Extrahierter Text ▸
++++

P. Armstrong (Hrsg.): Authority in Byzantium

Cover
Titel
Authority in Byzantium.


Herausgeber
Armstrong, Pamela
Reihe
Publications of the Centre for Hellenic Studies, King's College London 14
Erschienen
Farnham 2013: Ashgate
Anzahl Seiten
366 S.
Preis
£ 70,00
Rezensiert für H-Soz-Kult von
Michael Grünbart, Institut für Byzantinistik und Neogräzistik, Westfälische Wilhelms-Universität Münster

In diesem Judith Herrin gewidmeten Band stehen Beiträge zu den Themen Autorität, Macht und Einfluss im Byzantinischen Reich im Mittelpunkt. Die 20 Artikel sind in neun Kapitel gruppiert, denen teilweise unterschiedlich lange „responses“ beigegeben sind.

In der „Preface“ (S. XXI) wird auf den Anlass Bezug genommen, gefolgt von einem biographischen Einleitungskapitel aus der Feder der Gefeierten, das man auch auf Deutsch in ihrem jüngst erschienenen Buch nachlesen kann.1 Eine Definition oder kulturgeschichtliche Einbettung des Begriffes ‚authority‘ sucht man vergeblich, es wird auch nicht die byzantinische Terminologie diskutiert.2

I. The Authority of the State – Jonathan Shepard beleuchtet die hervorgehobene Funktion des byzantinischen Kaisers und das Register von autoritätsstiftenden Aktionen, die ihm zur Verfügung standen.3 Die Hauptstadt Konstantinopel bildete über Jahrhunderte das nicht angezweifelte und bewunderte Zentrum, in dem der Souverän wohlgeordnet seinen Hof führen konnte. Die Stadt war die Bühne seines Wirkens, für deren Wohlergehen er sorgen musste (Infrastruktur). Der Kaiser garantierte sowohl Sicherheit in der Stadt als auch im Umgang mit dort tätigen auswärtigen Handelspartnern. Die Stadt galt als geschützte Anlaufstelle beim Güteraustausch, den der Kaiser moderierte. Allerdings enttäuscht die geringe Dichte an erhalten gebliebenen Informationen zur Verwaltung dieser Metropolis.

++++

Untersuchte Daten ▸

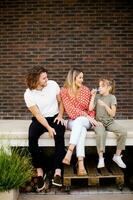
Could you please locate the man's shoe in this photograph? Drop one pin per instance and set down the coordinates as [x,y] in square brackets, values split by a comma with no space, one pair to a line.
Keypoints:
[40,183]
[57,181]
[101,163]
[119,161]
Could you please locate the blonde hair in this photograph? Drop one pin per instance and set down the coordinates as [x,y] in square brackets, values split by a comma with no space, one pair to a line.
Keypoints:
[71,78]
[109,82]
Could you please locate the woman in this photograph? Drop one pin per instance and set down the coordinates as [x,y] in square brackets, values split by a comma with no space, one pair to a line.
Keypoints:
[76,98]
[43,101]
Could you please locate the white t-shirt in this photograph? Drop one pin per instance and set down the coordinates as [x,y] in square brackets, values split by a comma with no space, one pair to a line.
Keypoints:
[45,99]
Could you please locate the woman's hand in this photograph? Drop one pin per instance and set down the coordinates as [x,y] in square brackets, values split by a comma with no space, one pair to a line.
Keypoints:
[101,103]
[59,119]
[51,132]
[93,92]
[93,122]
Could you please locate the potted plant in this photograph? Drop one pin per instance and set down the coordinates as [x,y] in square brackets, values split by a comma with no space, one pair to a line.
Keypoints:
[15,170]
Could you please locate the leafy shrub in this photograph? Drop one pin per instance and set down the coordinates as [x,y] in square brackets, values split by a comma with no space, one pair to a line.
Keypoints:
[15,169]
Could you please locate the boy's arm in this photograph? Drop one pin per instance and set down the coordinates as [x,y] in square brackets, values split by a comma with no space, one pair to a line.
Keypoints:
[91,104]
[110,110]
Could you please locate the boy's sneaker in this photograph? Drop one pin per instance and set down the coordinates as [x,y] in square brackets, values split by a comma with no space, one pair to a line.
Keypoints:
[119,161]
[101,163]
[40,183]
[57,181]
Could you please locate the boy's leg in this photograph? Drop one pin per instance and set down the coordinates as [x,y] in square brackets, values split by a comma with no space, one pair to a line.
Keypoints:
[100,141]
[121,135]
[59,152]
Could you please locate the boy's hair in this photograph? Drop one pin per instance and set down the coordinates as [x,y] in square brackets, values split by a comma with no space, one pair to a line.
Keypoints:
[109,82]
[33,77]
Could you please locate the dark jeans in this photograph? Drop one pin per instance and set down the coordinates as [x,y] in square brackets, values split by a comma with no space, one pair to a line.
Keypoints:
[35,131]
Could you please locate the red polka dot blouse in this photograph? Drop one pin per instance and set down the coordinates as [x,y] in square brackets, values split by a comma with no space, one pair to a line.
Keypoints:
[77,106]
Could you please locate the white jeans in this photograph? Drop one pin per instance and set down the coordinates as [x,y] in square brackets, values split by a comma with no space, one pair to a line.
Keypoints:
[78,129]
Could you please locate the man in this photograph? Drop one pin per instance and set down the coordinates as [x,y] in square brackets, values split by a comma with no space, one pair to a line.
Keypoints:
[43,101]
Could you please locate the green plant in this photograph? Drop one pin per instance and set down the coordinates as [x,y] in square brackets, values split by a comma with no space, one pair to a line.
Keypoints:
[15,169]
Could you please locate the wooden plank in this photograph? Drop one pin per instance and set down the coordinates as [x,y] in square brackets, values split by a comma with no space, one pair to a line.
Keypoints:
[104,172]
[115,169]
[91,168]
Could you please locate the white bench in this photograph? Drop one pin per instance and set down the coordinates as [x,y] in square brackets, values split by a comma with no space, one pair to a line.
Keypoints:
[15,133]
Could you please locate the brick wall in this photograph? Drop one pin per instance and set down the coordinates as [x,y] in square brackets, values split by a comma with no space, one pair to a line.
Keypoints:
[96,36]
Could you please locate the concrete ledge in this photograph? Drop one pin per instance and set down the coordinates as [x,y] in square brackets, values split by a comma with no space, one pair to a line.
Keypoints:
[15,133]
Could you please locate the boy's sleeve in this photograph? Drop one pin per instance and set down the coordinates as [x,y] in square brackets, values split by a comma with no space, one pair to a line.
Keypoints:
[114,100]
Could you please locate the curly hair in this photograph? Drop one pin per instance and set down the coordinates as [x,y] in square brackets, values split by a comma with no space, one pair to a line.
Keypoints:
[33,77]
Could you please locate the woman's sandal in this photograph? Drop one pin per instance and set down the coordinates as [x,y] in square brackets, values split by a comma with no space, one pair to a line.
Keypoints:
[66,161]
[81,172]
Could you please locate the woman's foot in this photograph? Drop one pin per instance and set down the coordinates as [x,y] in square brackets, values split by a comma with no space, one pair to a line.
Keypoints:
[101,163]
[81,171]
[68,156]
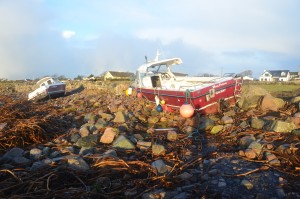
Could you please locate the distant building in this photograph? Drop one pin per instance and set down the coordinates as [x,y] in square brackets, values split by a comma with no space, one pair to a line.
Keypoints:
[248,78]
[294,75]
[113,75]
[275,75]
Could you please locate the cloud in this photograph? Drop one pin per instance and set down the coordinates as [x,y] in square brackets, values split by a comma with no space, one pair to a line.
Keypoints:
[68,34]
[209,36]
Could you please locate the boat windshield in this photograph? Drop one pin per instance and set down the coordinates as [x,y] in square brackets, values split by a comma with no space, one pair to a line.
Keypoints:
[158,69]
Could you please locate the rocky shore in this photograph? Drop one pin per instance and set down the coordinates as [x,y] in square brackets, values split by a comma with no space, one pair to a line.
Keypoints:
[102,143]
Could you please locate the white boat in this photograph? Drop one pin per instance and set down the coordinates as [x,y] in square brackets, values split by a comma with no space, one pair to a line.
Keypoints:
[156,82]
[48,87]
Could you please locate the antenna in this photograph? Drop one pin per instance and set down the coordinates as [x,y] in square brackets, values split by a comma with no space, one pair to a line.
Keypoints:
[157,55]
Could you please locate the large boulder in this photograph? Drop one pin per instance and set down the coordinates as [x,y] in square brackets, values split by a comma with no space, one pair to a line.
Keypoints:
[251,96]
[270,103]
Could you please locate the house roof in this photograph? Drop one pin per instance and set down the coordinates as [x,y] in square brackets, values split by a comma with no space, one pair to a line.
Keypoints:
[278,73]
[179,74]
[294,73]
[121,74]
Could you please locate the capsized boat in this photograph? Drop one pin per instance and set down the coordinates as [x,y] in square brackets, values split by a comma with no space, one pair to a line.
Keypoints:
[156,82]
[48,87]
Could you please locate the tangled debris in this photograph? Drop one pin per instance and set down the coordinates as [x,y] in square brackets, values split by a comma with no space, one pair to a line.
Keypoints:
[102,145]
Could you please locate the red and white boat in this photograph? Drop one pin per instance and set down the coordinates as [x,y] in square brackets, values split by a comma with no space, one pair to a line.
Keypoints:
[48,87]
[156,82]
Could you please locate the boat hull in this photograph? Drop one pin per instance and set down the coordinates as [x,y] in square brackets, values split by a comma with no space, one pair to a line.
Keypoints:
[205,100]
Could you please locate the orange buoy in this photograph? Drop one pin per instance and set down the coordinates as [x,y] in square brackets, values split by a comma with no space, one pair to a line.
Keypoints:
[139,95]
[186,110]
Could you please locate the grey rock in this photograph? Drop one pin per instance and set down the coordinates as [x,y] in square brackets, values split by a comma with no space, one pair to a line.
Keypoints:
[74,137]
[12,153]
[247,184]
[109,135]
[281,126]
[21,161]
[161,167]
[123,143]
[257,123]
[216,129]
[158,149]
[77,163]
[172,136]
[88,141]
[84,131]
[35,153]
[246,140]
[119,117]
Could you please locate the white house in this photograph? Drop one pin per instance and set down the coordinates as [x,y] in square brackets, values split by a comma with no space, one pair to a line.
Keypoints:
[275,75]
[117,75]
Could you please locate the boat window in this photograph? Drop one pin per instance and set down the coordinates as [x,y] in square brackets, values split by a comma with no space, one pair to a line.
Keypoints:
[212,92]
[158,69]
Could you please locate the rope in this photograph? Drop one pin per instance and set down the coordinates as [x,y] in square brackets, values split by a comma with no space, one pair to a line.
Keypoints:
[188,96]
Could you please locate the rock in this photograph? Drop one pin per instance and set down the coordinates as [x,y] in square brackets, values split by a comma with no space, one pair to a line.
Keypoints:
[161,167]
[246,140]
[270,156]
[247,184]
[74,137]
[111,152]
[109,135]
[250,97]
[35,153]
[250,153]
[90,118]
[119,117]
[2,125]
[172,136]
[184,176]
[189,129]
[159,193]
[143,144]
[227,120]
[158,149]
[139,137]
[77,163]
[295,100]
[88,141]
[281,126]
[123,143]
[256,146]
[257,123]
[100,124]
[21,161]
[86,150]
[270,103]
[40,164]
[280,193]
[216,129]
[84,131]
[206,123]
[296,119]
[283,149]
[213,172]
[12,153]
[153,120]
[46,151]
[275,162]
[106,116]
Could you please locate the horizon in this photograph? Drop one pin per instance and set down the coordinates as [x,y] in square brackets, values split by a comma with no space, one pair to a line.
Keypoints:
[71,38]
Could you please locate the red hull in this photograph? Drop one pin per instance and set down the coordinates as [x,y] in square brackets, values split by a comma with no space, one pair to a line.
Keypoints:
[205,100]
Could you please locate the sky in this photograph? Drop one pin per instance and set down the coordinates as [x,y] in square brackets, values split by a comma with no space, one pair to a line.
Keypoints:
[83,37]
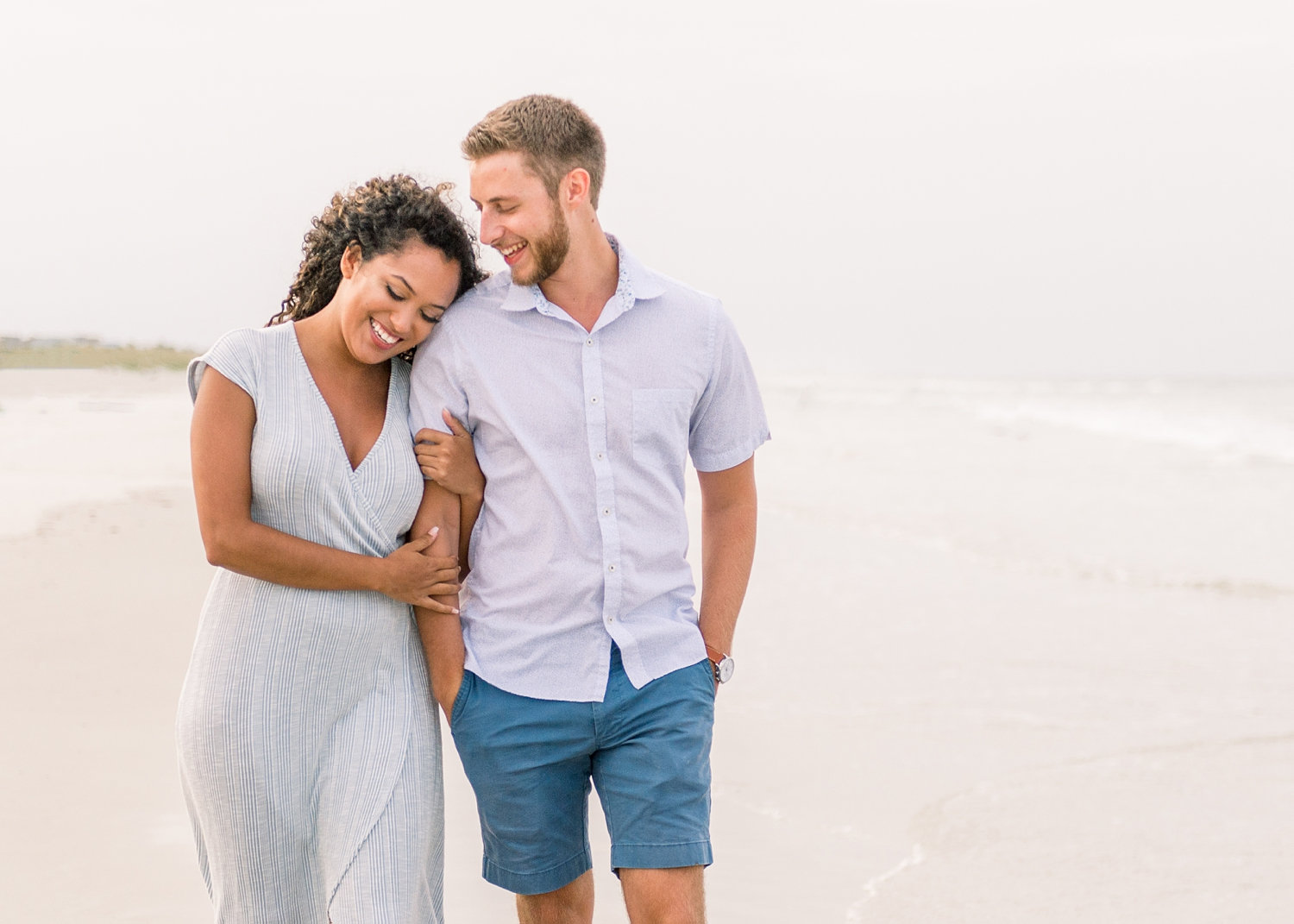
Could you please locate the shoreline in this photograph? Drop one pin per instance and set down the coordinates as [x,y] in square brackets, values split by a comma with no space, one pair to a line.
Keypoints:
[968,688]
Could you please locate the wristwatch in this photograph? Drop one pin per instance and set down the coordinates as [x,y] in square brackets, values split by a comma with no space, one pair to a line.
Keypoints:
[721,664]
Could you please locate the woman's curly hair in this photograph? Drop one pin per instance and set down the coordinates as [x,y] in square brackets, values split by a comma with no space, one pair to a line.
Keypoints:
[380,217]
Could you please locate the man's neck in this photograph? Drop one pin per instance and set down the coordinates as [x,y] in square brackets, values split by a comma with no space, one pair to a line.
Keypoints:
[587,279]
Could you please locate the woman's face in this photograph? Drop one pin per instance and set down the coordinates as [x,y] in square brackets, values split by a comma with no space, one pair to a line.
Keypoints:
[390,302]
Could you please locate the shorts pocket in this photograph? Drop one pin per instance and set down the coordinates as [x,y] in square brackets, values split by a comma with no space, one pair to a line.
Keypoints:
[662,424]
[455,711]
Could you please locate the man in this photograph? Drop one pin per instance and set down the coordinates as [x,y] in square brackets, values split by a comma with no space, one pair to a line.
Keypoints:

++++

Teile der Übung ▸
**a.** Schreiben Sie einen Abschnitt der Rezension ab, und zwar ab der Stelle mit „I. The Authority“ bis einschließlich „Verwaltung dieser Metropolis.“.
**b.** Setzen Sie die Rezension zum Band über Autorität in Byzanz im Anschluss an ihren letzten Satz fort.
Die Zeilen stammen aus einer anderen Quelle als die Rezension.

Antworten je Aufgabe ▸
**a.**
I. The Authority of the State – Jonathan Shepard beleuchtet die hervorgehobene Funktion des byzantinischen Kaisers und das Register von autoritätsstiftenden Aktionen, die ihm zur Verfügung standen.3 Die Hauptstadt Konstantinopel bildete über Jahrhunderte das nicht angezweifelte und bewunderte Zentrum, in dem der Souverän wohlgeordnet seinen Hof führen konnte. Die Stadt war die Bühne seines Wirkens, für deren Wohlergehen er sorgen musste (Infrastruktur). Der Kaiser garantierte sowohl Sicherheit in der Stadt als auch im Umgang mit dort tätigen auswärtigen Handelspartnern. Die Stadt galt als geschützte Anlaufstelle beim Güteraustausch, den der Kaiser moderierte. Allerdings enttäuscht die geringe Dichte an erhalten gebliebenen Informationen zur Verwaltung dieser Metropolis.

**b.**
Ruth Macrides untersucht das längere Zeit kaum behandelte Thema der Feuerprobe in Byzanz.4 Aufgezeichnete Fälle dieses Beweisverfahrens findet man gehäuft im 13. Jahrhundert (in den Dokumentensammlungen des Ioannes Apokaukos, Demetrios Chomatenos und eine lange Beschreibung bei dem Historiographen Georgios Pachymeres). Michael VIII. Palaiologos hatte 1259 einen Erlass herausgegeben, in dem er den Missbrauch der Probe verbot, was einen Anstieg dieses Verifikationsverfahrens vermuten ließe. Es stellte sich auch die Frage, ob es sich dabei um einen westlichen Import handelte, was durch die Fragmentierung des Kaiserreiches erleichtert worden wäre. Zeigte sich dadurch tatsächlich eine Schwächung des römischen Rechtssystems? Die Feuerprobe wurde als barbarisch und nicht-römisch/byzantinisch angesehen. Wenn man die Fälle betrachtet, bei denen sie angewendet wurde, dann kann man in der Tat ähnliche Konstellationen wie im Westen finden (zum Beispiel bei Ehebruch). Ein von Macrides angeführtes Scholion zu einer Handschrift des 10. Jahrhunderts (Sophokles Antigone v. 264, mydros [„heißes Eisen“]) bringt keine wirkliche Lösung, da dort vermerkt wird, dass dies von den Römern irrend in hellenischer Art bis zum ‚heutigen‘ Tag gemacht werde. Da man nicht weiß, wann der Scholiast lebte, endet diese Angabe in der Aporie. Die Autorin meint, dass das Verfahren nicht unbemerkt in das byzantinische Rechtssystem einwanderte, sondern von christlichen Kaisern eingeführt und dann angewendet wurde, wenn es keine andere Art der Wahrheitsfindung gab.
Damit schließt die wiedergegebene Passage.